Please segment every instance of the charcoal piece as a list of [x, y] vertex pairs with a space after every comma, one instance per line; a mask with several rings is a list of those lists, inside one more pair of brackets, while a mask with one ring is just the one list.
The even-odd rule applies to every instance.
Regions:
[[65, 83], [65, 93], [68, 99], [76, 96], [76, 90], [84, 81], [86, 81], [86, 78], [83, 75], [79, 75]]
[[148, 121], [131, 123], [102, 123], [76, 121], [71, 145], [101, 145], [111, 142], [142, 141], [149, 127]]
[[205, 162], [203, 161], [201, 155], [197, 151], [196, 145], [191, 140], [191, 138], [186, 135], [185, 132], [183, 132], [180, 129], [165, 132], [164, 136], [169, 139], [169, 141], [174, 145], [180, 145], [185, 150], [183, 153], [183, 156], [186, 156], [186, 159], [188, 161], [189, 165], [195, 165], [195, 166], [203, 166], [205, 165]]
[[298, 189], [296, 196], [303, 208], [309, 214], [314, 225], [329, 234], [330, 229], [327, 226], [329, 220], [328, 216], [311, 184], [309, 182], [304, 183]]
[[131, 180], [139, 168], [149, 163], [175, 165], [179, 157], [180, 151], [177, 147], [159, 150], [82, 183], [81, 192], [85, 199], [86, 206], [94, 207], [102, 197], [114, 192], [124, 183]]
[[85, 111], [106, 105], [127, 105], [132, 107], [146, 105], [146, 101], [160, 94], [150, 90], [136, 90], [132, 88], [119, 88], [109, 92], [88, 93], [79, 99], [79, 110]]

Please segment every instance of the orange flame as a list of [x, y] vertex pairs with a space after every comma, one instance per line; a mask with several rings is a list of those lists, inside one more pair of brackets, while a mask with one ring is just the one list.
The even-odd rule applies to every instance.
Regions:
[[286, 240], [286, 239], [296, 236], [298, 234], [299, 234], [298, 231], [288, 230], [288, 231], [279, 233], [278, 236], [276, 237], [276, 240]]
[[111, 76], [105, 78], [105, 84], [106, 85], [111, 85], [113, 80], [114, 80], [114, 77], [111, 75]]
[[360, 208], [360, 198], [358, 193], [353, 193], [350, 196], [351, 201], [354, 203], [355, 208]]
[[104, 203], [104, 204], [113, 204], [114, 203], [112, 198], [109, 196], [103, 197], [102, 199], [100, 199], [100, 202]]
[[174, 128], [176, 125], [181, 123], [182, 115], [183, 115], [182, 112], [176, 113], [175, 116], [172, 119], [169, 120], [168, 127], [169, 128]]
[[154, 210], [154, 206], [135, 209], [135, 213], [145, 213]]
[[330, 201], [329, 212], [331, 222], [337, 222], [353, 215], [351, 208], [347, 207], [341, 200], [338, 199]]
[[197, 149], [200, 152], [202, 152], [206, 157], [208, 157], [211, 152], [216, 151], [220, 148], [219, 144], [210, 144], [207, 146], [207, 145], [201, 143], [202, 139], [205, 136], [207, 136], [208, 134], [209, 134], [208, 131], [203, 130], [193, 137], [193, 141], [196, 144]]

ACTIVITY: Copy out all of the records, keeping every line identical.

PROBLEM SOLUTION:
Please segment every instance of the charcoal piece as a list of [x, y] vertex pairs with a space after every comma, one instance per line; a mask with several rings is a list of those lists, inside one more pair of brackets, while a mask with one ring is just the one list.
The even-odd rule applies to every instance.
Regions:
[[65, 83], [65, 93], [68, 99], [76, 96], [76, 90], [84, 81], [86, 81], [86, 78], [83, 75], [79, 75]]
[[148, 121], [131, 123], [102, 123], [76, 121], [71, 145], [101, 145], [111, 142], [142, 141], [149, 127]]
[[205, 162], [203, 161], [201, 155], [197, 151], [196, 145], [191, 140], [191, 138], [186, 135], [185, 132], [183, 132], [180, 129], [165, 132], [164, 136], [169, 139], [169, 141], [174, 145], [180, 145], [185, 150], [183, 153], [183, 156], [186, 156], [186, 159], [188, 161], [189, 165], [195, 165], [195, 166], [203, 166], [205, 165]]
[[298, 189], [296, 196], [303, 208], [309, 214], [314, 225], [329, 234], [330, 229], [327, 226], [329, 220], [328, 216], [311, 184], [309, 182], [304, 183]]
[[131, 180], [139, 168], [149, 163], [175, 165], [179, 157], [180, 151], [177, 147], [159, 150], [82, 183], [81, 192], [85, 199], [86, 206], [94, 207], [102, 197], [114, 192], [124, 183]]
[[85, 111], [106, 105], [127, 105], [132, 107], [146, 105], [146, 101], [160, 94], [150, 90], [136, 90], [132, 88], [119, 88], [109, 92], [88, 93], [79, 99], [79, 110]]

Please segment every instance of the orange flame as a list of [x, y] vertex pairs with a space after every comma, one instance per line; a mask with several rings is a list of those lists, inside one more pair of brackets, while a mask with one ring is just the one list.
The even-odd rule applies to every instance.
Regions:
[[286, 240], [286, 239], [296, 236], [298, 234], [299, 234], [298, 231], [288, 230], [288, 231], [279, 233], [278, 236], [276, 237], [276, 240]]
[[111, 76], [105, 78], [105, 84], [106, 85], [111, 85], [113, 80], [114, 80], [114, 77], [111, 75]]
[[360, 208], [360, 198], [358, 193], [353, 193], [350, 196], [351, 201], [354, 203], [355, 208]]
[[104, 203], [104, 204], [113, 204], [114, 203], [112, 198], [109, 196], [103, 197], [102, 199], [100, 199], [100, 202]]
[[174, 128], [176, 125], [181, 123], [182, 115], [183, 115], [182, 112], [176, 113], [175, 116], [172, 119], [169, 120], [168, 127], [169, 128]]
[[154, 210], [154, 206], [135, 209], [135, 213], [145, 213]]
[[330, 201], [329, 212], [331, 222], [337, 222], [353, 215], [351, 208], [347, 207], [341, 200], [338, 199]]
[[197, 149], [200, 152], [202, 152], [206, 157], [208, 157], [211, 152], [216, 151], [220, 148], [219, 144], [210, 144], [207, 146], [207, 145], [201, 143], [202, 139], [205, 136], [207, 136], [208, 134], [209, 134], [208, 131], [203, 130], [193, 137], [193, 141], [196, 144]]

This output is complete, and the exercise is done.